| Exercise |
Please answer these questions about the text on staying healthy during the pandemic:
1. What share of the US population is considered obese, according to the latest statistics?
2. Which three comorbidities does the text call the most prevalent ones associated with Covid-19?
3. How does the text define ketosis?

| Text block |
This month marks the one year anniversary since governor Gavin Newsom ordered his first stay-at-home order here in California.
As I look back over the past year I realize that while there has been a strong focus on mask wearing, social distancing, and getting vaccinated, we have not received any information or health education on how to stay healthy and fit.
Perhaps this would be understandable at the beginning of the pandemic, since we did not know how lifestyle-based approaches would affect outcomes for this pathogen. However, at this time there is plenty of research to support the premise that exercise, real food and a healthy lifestyle is critically important in reducing our susceptibility.
Just this month the CDC published a study which shows that almost 80 percent of the people who died from Covid-19 were overweight or obese. And according to the latest statistics, 42 percent of the US population is considered obese!
For decades, health care professionals have cautioned people about the dangers of obesity. But those warnings have been largely ignored.
There could not be a better time than right now for public health to step up and educate the masses on what a healthy lifestyle looks like. Covid-19 is a much needed wakeup call for an overweight and out-of-shape America!
Everyone knows that exercise promotes good health. Countless studies have shown that people who work out are less likely than sedentary people to develop numerous health problems, including obesity, diabetes and hypertension, the most prevalent comorbidities associated with Covid-19.
One of the greatest benefits of exercise is how it affects metabolism. Metabolism is the set of cellular mechanisms that generate energy from the food we eat and the oxygen we breathe in order to power every cell in the body, including the immune system. When these energy producing pathways are running smoothly we have optimal metabolic health.
Beyond exercise, the Paleo diet has been shown to be effective in providing long-term weight loss, reductions in blood pressure, and even reversal of type-2 diabetes.
The Paleo diet is primarily anti-inflammatory; it is naturally low in carbohydrates, high in omega-3s and low in omega-6s which makes it very effective for reducing inflammation. This diet consists of a variety of nutrient dense foods such as grass-fed meats, wild seafood and shellfish, fruits and vegetables, and nuts and seeds
Others may benefit from the low-carbohydrate ketogenic diet. With a keto diet, you drastically reduce your carbohydrate intake and replace it with healthy fats like coconut oil, olive oil, avocados, nuts, and the fats from fish, eggs and grass-fed meat. Reducing your carbohydrates puts your body into ketosis, a metabolic state where your energy comes from ketone bodies instead of glucose.

[Saved data entries]
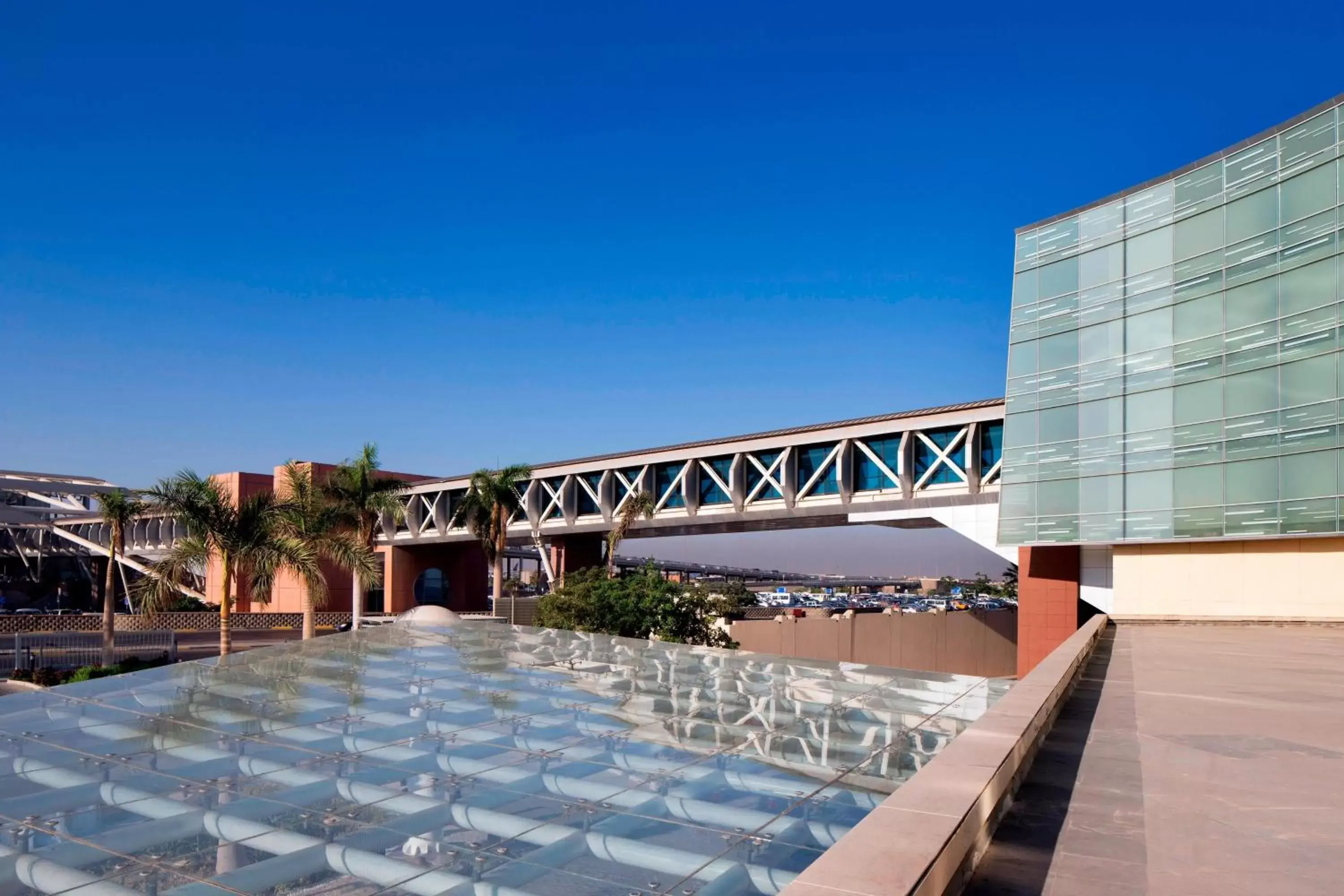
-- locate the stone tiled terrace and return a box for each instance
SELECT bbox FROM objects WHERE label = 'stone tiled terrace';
[965,623,1344,896]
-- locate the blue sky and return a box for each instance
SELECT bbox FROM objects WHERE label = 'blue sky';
[0,1,1344,572]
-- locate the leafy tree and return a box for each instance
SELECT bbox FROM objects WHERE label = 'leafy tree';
[606,491,657,579]
[321,442,407,629]
[461,463,532,623]
[536,564,738,647]
[98,489,148,666]
[277,461,383,639]
[137,470,321,655]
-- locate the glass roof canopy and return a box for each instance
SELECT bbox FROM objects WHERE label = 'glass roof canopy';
[0,622,1008,896]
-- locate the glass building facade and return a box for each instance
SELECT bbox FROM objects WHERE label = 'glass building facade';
[999,97,1344,544]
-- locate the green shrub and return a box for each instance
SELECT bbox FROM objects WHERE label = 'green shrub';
[32,666,60,688]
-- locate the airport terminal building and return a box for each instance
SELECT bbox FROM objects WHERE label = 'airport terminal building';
[999,97,1344,650]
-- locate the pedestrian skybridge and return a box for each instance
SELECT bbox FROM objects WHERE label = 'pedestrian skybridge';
[382,399,1016,559]
[0,622,1007,896]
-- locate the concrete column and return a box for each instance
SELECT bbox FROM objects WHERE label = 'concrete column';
[597,470,621,522]
[778,446,798,509]
[560,473,581,525]
[728,451,751,513]
[896,433,915,501]
[1017,544,1082,678]
[836,439,853,504]
[681,459,703,516]
[964,423,980,494]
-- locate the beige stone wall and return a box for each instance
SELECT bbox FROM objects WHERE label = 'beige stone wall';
[1113,537,1344,619]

| Response area |
1. 42 percent.
2. Obesity, diabetes and hypertension.
3. A metabolic state where your energy comes from ketone bodies instead of glucose.